# aluminum boat non-slip interior coating



## Johnny Bravo (Mar 23, 2009)

Anyone know of a reasonably priced do-it-yourself non-slip/non-skid interior boat deck/bottom in the Navarre/Gulf Breeze area? Maybe something I can roll on? I'm looking to coat the interior floor with non-skid and would like it to be not terribly abrasive. Maybe rubber granules? Preferably in an olive drab or possibly dark gray color. Looking to refurb a duck boat. I've already ripped out the old carpet, and haven't found anything during my research thatsupposedly lasts and has my desired colors. At least for a reasonable price. Cabela's Tuff Stuff didn't get a very good rating overall. Any suggestions??

J.B.


----------



## sealark (Sep 27, 2007)

◆ Listed records
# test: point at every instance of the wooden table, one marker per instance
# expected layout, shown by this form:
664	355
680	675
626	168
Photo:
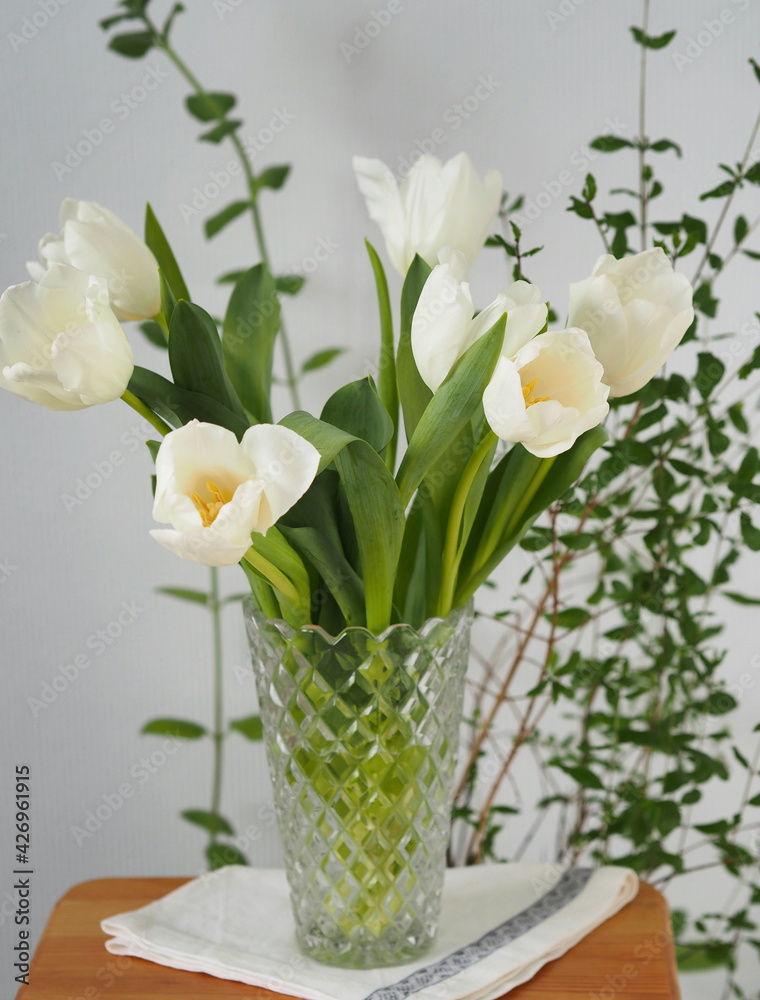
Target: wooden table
630	957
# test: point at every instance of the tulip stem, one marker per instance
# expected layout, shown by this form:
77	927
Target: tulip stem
271	573
218	734
291	379
452	552
138	405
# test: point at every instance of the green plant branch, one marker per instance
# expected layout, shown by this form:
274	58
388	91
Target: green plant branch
162	43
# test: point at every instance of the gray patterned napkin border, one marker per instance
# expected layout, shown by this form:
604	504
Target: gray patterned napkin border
569	886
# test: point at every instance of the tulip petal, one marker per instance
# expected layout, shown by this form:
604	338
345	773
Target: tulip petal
442	328
285	463
378	185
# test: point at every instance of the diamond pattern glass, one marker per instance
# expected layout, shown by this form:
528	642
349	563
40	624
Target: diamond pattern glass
361	734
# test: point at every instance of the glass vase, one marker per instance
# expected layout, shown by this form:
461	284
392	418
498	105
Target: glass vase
362	734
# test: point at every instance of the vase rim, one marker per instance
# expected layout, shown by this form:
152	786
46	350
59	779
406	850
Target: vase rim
288	631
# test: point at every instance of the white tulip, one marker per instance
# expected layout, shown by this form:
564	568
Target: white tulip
436	205
97	242
635	311
443	325
548	394
60	343
215	491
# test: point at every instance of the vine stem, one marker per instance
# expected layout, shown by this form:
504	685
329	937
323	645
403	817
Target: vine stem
218	734
258	228
137	404
726	204
642	128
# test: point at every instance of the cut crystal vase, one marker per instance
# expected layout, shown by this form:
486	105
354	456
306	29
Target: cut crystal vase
361	734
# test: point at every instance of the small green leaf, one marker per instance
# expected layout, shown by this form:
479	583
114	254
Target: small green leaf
571	618
221	131
210	107
183	594
133	45
273	177
156	240
251	727
582	775
710	370
217	222
178	728
195	357
248	338
153	333
652	41
750	534
212	822
610	143
220	855
288	284
661	145
721	191
321	358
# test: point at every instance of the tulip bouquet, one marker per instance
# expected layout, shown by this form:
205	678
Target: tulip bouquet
329	525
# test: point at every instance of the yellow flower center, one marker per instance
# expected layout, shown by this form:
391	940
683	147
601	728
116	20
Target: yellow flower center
527	390
208	509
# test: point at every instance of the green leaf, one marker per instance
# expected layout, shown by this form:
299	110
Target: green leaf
195	356
661	145
177	406
571	618
217	222
221	131
700	957
375	505
183	594
750	534
212	822
652	41
741	228
710	370
272	177
321	358
211	106
740	598
387	386
720	191
288	284
133	45
251	727
248	338
414	395
156	240
220	855
582	775
356	408
451	407
610	143
178	728
519	489
153	333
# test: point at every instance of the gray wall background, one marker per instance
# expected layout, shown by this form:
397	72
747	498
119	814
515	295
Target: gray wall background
559	72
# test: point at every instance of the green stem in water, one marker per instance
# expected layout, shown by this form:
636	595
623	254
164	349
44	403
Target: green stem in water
452	552
140	407
501	529
218	733
291	379
274	575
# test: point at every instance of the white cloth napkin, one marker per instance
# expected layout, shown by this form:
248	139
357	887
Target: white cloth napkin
499	925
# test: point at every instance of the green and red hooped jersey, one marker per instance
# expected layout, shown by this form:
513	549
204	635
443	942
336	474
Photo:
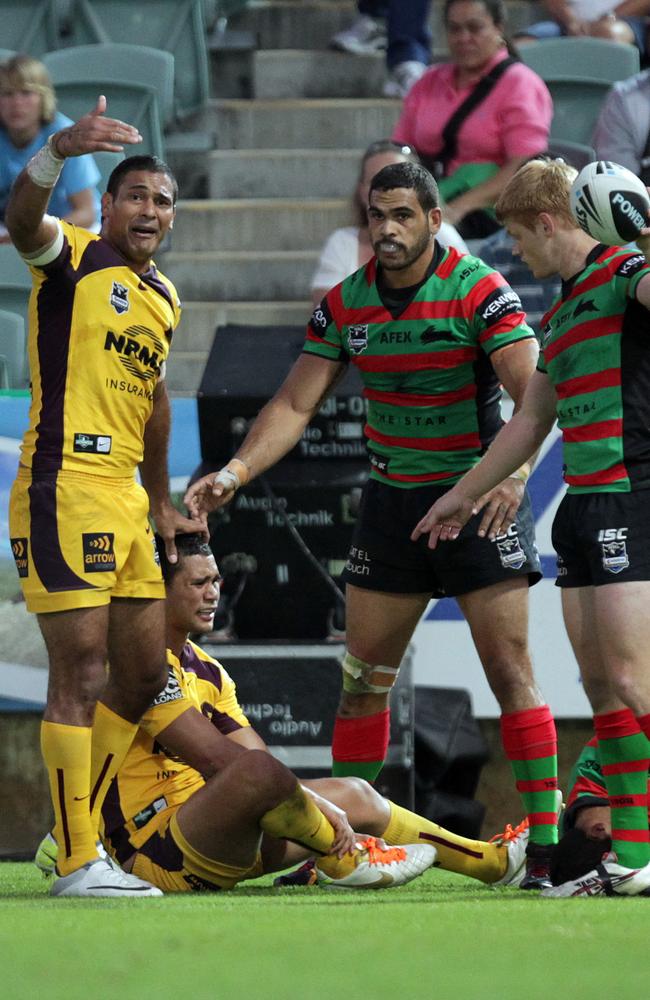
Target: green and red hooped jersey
432	395
596	351
586	784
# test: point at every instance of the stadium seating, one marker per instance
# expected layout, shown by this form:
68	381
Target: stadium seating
138	64
576	106
581	57
29	27
12	350
579	72
176	26
131	102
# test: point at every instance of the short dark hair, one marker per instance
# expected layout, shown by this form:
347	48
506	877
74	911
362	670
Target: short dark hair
186	545
413	176
495	8
152	164
575	854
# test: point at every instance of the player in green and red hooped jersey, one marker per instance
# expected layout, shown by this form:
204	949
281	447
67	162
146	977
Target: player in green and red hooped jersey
592	378
433	334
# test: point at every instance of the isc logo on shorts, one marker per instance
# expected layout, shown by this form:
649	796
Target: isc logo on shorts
20	549
99	551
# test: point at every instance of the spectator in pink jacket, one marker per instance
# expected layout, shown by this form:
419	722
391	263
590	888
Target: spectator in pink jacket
474	149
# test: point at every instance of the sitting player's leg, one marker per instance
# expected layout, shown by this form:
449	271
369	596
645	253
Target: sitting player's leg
379	627
137	673
218	832
498	618
500	860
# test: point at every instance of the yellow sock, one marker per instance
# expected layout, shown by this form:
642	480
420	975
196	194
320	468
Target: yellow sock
66	752
299	818
112	737
475	858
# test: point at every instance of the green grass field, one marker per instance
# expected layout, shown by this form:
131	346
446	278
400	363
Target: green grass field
442	937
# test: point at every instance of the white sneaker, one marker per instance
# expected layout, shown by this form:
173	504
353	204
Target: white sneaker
47	854
99	878
382	867
607	879
515	842
362	38
402	77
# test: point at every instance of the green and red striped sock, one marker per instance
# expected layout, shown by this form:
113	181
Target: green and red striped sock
624	751
530	744
360	744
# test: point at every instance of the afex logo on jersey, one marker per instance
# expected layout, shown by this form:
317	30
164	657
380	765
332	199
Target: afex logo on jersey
99	551
140	351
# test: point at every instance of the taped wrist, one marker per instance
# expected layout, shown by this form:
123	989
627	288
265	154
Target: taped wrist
522	473
233	475
45	166
360	677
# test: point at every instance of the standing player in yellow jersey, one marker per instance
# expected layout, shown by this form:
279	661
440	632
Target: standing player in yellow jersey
101	319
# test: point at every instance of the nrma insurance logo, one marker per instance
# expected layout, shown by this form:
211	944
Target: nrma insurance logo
546	488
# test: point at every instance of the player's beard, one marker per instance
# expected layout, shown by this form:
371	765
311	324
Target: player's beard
410	255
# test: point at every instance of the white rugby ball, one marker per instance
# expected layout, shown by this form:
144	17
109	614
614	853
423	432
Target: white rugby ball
610	202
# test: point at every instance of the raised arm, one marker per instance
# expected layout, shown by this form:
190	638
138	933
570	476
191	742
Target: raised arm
30	228
276	430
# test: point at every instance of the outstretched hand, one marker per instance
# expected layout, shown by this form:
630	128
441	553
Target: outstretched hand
94	133
444	521
209	493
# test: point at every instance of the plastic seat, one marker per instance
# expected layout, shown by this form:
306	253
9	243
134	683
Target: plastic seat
577	154
131	102
12	350
581	57
29	27
175	26
576	106
118	61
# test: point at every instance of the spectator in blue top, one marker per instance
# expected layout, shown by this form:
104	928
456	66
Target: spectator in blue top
28	116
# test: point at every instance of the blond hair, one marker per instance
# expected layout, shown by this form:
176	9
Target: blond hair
23	72
540	185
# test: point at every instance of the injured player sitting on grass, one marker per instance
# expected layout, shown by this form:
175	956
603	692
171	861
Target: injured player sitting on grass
199	803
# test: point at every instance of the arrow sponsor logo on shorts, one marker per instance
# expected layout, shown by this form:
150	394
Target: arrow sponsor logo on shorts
20	550
99	551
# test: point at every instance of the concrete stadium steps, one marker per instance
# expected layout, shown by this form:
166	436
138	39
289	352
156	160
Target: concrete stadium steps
302	24
200	319
257	224
282	173
316	124
291	73
275	275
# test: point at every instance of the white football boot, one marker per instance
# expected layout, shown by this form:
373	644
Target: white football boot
380	867
99	878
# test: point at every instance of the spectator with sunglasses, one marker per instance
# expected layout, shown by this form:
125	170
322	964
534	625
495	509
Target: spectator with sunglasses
349	248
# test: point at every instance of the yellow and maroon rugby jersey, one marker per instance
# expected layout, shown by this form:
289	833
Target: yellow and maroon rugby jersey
99	335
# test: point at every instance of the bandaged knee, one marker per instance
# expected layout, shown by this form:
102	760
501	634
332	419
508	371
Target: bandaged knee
360	677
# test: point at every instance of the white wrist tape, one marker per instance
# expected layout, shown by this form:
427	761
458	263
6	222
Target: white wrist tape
226	477
45	166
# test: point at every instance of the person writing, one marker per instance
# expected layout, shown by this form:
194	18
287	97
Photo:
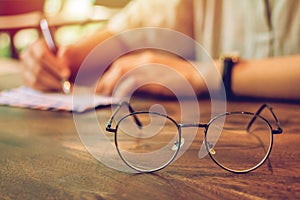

◆ Problems
**A)** In the boat-coating thread, which product is said to have received a poor overall rating?
**B)** Reproduce the stretch of the boat-coating thread from "Anyone know of" through "(Sep 27, 2007)".
**C)** Write what comes next in the thread about non-slip coating for an aluminum boat interior.

◆ Outputs by task
**A)** Cabela's Tuff Stuff.

**B)**
Anyone know of a reasonably priced do-it-yourself non-slip/non-skid interior boat deck/bottom in the Navarre/Gulf Breeze area? Maybe something I can roll on? I'm looking to coat the interior floor with non-skid and would like it to be not terribly abrasive. Maybe rubber granules? Preferably in an olive drab or possibly dark gray color. Looking to refurb a duck boat. I've already ripped out the old carpet, and haven't found anything during my research thatsupposedly lasts and has my desired colors. At least for a reasonable price. Cabela's Tuff Stuff didn't get a very good rating overall. Any suggestions??

J.B.


----------



## sealark (Sep 27, 2007)

**C)**
Get some fiberglass resin and coat the deck wit it then before the resin sets up throw a lot of sand over it, let it harden then wash the excess sand from the deck, let the water dry after washing, paint the deck the desired color. If you want a less rough deck just put another coat of resin over the sand before painting.


----------



## X-Shark (Oct 3, 2007)

This is what I will use.



http://www.backwaterbowfishing.com/onlinestore/cart.php?m=product_detail&p=197



I have used Durabak in the past. Even the owners decided to snipe the pix's of my boat for their website. I've asked them to remove them.



I will NOT use the product again. It was defective.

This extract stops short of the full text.